R/PipeOpTaskPreprocTorch.R
In mlr3torch: Deep Learning with 'mlr3'

Documented in pipeop_preproc_torch

#' @title Base Class for Lazy Tensor Preprocessing
#' @name mlr_pipeops_preproc_torch
#'
#' @description
#' This `PipeOp` can be used to preprocess (one or more) [`lazy_tensor`] columns contained in an [`mlr3::Task`].
#' The preprocessing function is specified as construction argument `fn` and additional arguments to this
#' function can be defined through the `PipeOp`'s parameter set.
#' The preprocessing is done per column, i.e. the number of lazy tensor output columns is equal
#' to the number of lazy tensor input columns.
#'
#' To create custom preprocessing `PipeOp`s you can use [`pipeop_preproc_torch`].
#'
#' @section Inheriting:
#' In addition to specifying the construction arguments, you can overwrite the private `.shapes_out()` method.
#' If you don't overwrite it, the output shapes are assumed to be unknown (`NULL`).
#'
#' * `.shapes_out(shapes_in, param_vals, task)`\cr
#'   (`list()`, `list(), `Task` or `NULL`) -> `list()`\cr
#'   This private method calculates the output shapes of the lazy tensor columns that are created from applying
#'   the preprocessing function with the provided parameter values (`param_vals`).
#'   The `task` is very rarely needed, but if it is it should be checked that it is not `NULL`.
#'
#'   This private method only has the responsibility to calculate the output shapes for one input column, i.e. the
#'   input `shapes_in` can be assumed to have exactly one shape vector for which it must calculate the output shapes
#'   and return it as a `list()` of length 1.
#'   It can also be assumed that the shape is not `NULL` (i.e. unknown).
#'   Also, the first dimension can be `NA`, i.e. is unknown (as for the batch dimension).
#'
#' @template param_id
#' @template param_param_vals
#' @param fn (`function` or `character(2)`)\cr
#'   The preprocessing function. Must not modify its input in-place.
#'   If it is a `character(2)`, the first element should be the namespace and the second element the name.
#'   When the preprocessing function is applied to the tensor, the tensor will be passed by position as the first argument.
#'   If the `param_set` is inferred (left as `NULL`) it is assumed that the first argument is the `torch_tensor`.
#' @param packages (`character()`)\cr
#'   The packages the preprocessing function depends on.
#' @param param_set ([`ParamSet`][paradox::ParamSet])\cr
#'   In case the function `fn` takes additional parameter besides a [`torch_tensor`][torch::torch_tensor] they can be
#'   specfied as parameters. None of the parameters can have the `"predict"` tag.
#'   All tags should include `"train"`.
#' @param stages_init (`character(1)`)\cr
#'   Initial value for the `stages` parameter.
#' @param rowwise (`logical(1)`)\cr
#'   Whether the preprocessing function is applied rowwise (and then concatenated by row) or directly to the whole
#'   tensor. In the first case there is no batch dimension.

* Dataset rows:
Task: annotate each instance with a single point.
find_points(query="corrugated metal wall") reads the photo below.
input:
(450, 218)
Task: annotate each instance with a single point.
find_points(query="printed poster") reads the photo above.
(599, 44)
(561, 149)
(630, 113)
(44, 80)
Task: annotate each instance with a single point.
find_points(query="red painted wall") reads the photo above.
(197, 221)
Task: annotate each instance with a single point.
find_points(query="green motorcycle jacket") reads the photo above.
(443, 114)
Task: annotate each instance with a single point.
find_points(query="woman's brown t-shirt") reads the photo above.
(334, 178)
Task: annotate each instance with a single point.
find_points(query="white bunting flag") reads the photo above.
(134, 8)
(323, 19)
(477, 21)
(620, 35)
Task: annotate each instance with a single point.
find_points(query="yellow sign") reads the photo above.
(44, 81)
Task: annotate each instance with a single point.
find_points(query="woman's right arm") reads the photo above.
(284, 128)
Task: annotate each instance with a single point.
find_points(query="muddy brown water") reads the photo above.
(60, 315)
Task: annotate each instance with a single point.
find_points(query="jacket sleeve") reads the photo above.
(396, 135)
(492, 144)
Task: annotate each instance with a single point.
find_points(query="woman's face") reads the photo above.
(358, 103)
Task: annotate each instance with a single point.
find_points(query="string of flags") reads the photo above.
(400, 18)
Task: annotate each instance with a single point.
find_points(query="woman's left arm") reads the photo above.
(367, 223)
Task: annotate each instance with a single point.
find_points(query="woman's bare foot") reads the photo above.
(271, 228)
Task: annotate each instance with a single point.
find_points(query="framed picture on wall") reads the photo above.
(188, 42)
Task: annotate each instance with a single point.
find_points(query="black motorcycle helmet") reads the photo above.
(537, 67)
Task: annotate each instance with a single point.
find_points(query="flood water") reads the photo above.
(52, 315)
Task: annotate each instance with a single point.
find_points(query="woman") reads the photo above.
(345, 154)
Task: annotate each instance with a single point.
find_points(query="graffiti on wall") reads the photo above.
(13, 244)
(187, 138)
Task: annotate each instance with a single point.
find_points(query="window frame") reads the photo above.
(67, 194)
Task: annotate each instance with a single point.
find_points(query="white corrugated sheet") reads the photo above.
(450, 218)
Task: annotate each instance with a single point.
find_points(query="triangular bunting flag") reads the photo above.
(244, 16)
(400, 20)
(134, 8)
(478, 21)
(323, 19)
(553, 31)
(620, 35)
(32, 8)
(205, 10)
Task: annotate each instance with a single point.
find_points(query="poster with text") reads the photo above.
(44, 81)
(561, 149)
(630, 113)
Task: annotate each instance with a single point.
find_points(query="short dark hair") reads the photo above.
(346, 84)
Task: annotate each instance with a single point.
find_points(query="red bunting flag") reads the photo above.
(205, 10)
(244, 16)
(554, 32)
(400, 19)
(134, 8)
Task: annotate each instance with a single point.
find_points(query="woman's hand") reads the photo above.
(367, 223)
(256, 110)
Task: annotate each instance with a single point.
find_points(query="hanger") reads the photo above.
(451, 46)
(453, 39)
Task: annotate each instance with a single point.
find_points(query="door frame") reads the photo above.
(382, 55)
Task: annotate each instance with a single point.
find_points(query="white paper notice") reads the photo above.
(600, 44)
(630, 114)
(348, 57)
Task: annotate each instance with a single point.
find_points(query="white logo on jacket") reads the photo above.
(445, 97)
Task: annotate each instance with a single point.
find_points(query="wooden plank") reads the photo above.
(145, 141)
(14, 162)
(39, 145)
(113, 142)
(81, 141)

* Directions for this task: Extend the documentation for the lazy tensor preprocessing base class, picking up right after its last line. The records play no part in what follows.

* Solved exercise:
#' @param tags (`character()`)\cr
#'   Tags for the pipeop.
#' @section Input and Output Channels:
#' See [`PipeOpTaskPreproc`][mlr3pipelines::PipeOpTaskPreproc].
#' @section State:
#' In addition to state elements from [`PipeOpTaskPreprocSimple`][mlr3pipelines::PipeOpTaskPreprocSimple],
#' the state also contains the `$param_vals` that were set during training.
#'
#' @section Parameters:
#' In addition to the parameters inherited from [`PipeOpTaskPreproc`][mlr3pipelines::PipeOpTaskPreproc] as well as those specified during construction
#' as the argument `param_set` there are the following parameters:
#'
#' * `stages` :: `character(1)`\cr
#'   The stages during which to apply the preprocessing.
#'   Can be one of `"train"`, `"predict"` or `"both"`.
#'   The initial value of this parameter is set to `"train"` when the `PipeOp`'s id starts with `"augment_"` and
#'   to `"both"` otherwise.
#'   Note that the preprocessing that is applied during `$predict()` uses the parameters that were set during
#'  `$train()` and not those that are set when performing the prediction.
#'
#' @section Internals:
#' During `$train()` / `$predict()`, a [`PipeOpModule`] with one input and one output channel is created.
#' The pipeop applies the function `fn` to the input tensor while additionally
#' passing the parameter values (minus `stages` and `affect_columns`) to `fn`.
#' The preprocessing graph of the lazy tensor columns is shallowly cloned and the `PipeOpModule` is added.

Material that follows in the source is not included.